----- SUPPLIED RECORDS

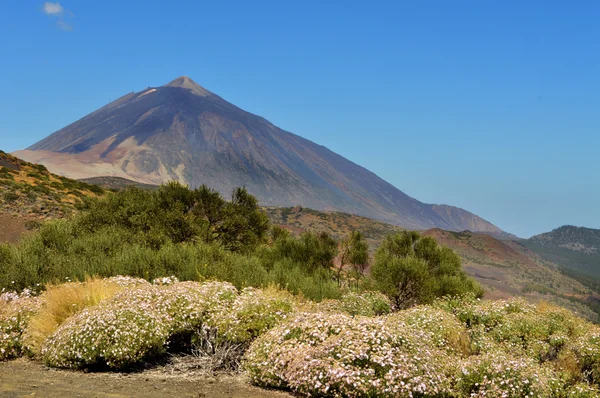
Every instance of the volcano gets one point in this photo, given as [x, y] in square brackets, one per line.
[182, 131]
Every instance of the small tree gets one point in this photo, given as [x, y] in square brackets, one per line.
[354, 250]
[411, 270]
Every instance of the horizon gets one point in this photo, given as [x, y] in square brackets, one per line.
[516, 148]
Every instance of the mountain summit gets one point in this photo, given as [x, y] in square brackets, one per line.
[181, 131]
[187, 83]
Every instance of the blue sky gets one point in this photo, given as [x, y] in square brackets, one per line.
[493, 106]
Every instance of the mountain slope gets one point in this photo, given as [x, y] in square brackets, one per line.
[575, 248]
[30, 194]
[184, 132]
[505, 268]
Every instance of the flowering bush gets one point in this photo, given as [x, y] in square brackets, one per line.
[473, 312]
[443, 329]
[587, 352]
[337, 355]
[499, 374]
[253, 312]
[134, 324]
[106, 335]
[59, 302]
[15, 312]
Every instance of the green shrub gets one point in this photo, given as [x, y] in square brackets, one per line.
[499, 374]
[10, 197]
[413, 270]
[366, 304]
[253, 312]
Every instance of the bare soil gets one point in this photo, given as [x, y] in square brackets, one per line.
[24, 377]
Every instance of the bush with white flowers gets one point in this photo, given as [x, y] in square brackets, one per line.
[133, 325]
[15, 311]
[320, 354]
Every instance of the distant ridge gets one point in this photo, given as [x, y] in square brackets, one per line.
[577, 249]
[181, 131]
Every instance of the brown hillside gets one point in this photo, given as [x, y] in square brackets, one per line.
[29, 194]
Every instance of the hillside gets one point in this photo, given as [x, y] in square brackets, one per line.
[504, 267]
[181, 131]
[29, 193]
[577, 249]
[116, 183]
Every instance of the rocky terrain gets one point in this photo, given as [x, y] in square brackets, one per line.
[181, 131]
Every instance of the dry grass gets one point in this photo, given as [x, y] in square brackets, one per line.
[60, 301]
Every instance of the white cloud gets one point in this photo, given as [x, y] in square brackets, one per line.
[56, 10]
[62, 25]
[53, 8]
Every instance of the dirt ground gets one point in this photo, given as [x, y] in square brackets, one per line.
[25, 378]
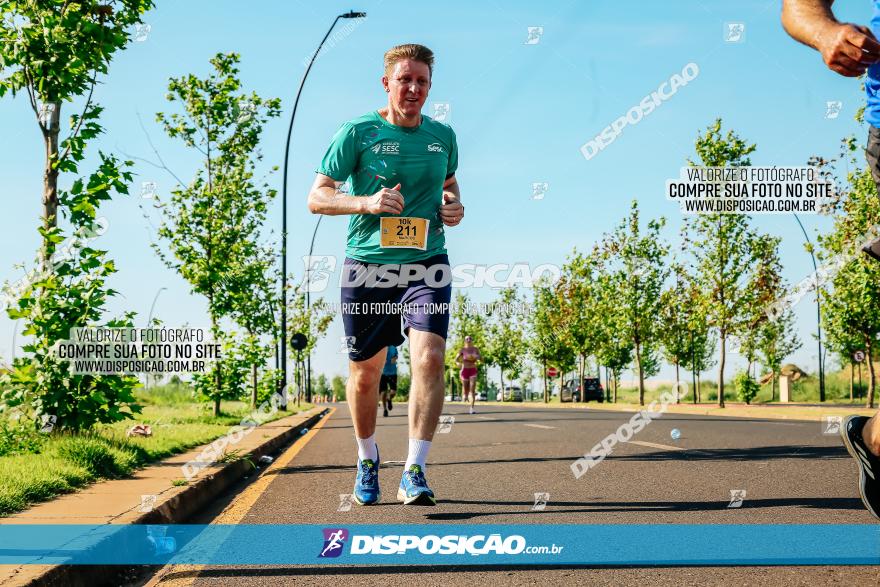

----------

:: WORK REQUIRED ::
Would you copy out every line of the data above exactly, minus the pictures?

:: WRITTEN REPLY ::
Every instance of the volcano gets one point in this photo, given as [x, y] in square brackets, one per line.
[182, 131]
Every instance of the small tree gets one point in this photo, given as [x, y] in square brackets, one per line.
[354, 250]
[411, 270]
Every instance of the horizon gets one point in this photo, given as [x, y] in square brackets, one per line.
[516, 148]
Every instance of the mountain summit gets one point in this photo, given as [x, y] in square brackets, one per line.
[181, 131]
[187, 83]
Every instance of the blue sky gets one point in this photo, given as [x, y] in square brackets, one per line.
[493, 106]
Every instance of the mountain slope gets one point in this photo, given as [x, y] in square brackets, one per line.
[575, 248]
[30, 194]
[184, 132]
[505, 268]
Every instance of the flowering bush gets one point in this photo, given as [x, y] in square brackets, one per line.
[473, 312]
[443, 329]
[587, 352]
[337, 355]
[499, 374]
[253, 312]
[134, 324]
[106, 335]
[59, 302]
[15, 312]
Every instance of the green shrub gets one point in this photo, given as [x, y] in square brackets, one per line.
[499, 374]
[10, 197]
[413, 270]
[366, 304]
[253, 312]
Every instance of the bare soil gets one point in this photo, given as [x, y] in square brackets, one per line.
[24, 377]
Every instance of the bush with white flowers gets one point in this photo, given as [x, y] in square brackets, one per line.
[133, 325]
[15, 311]
[320, 354]
Every instance of the distant ridge gets one point in this photo, given as [x, y] in square brackets, one per line.
[577, 249]
[181, 131]
Every instance of the brown hillside gets one point in this photo, given as [x, y] in square brackets, one per line.
[29, 194]
Every instance of the hillside gets one point in this photo, given as [x, y] in square brackets, one per line.
[504, 267]
[181, 131]
[29, 193]
[577, 249]
[116, 183]
Every instance of the rocky terrain gets one point in this photo, given as [x, y] in square brackets, one per line.
[181, 131]
Every instance of the dry grass gets one point in this photo, given as [x, y] in square brackets, one per line.
[60, 301]
Every instance of the white cloud gets one point in this photo, given as [x, y] in square brackets, one per line.
[56, 10]
[62, 25]
[53, 8]
Every instance of the dirt ground gets one point in this photo, given as [x, y] in square brackets, one per line.
[25, 378]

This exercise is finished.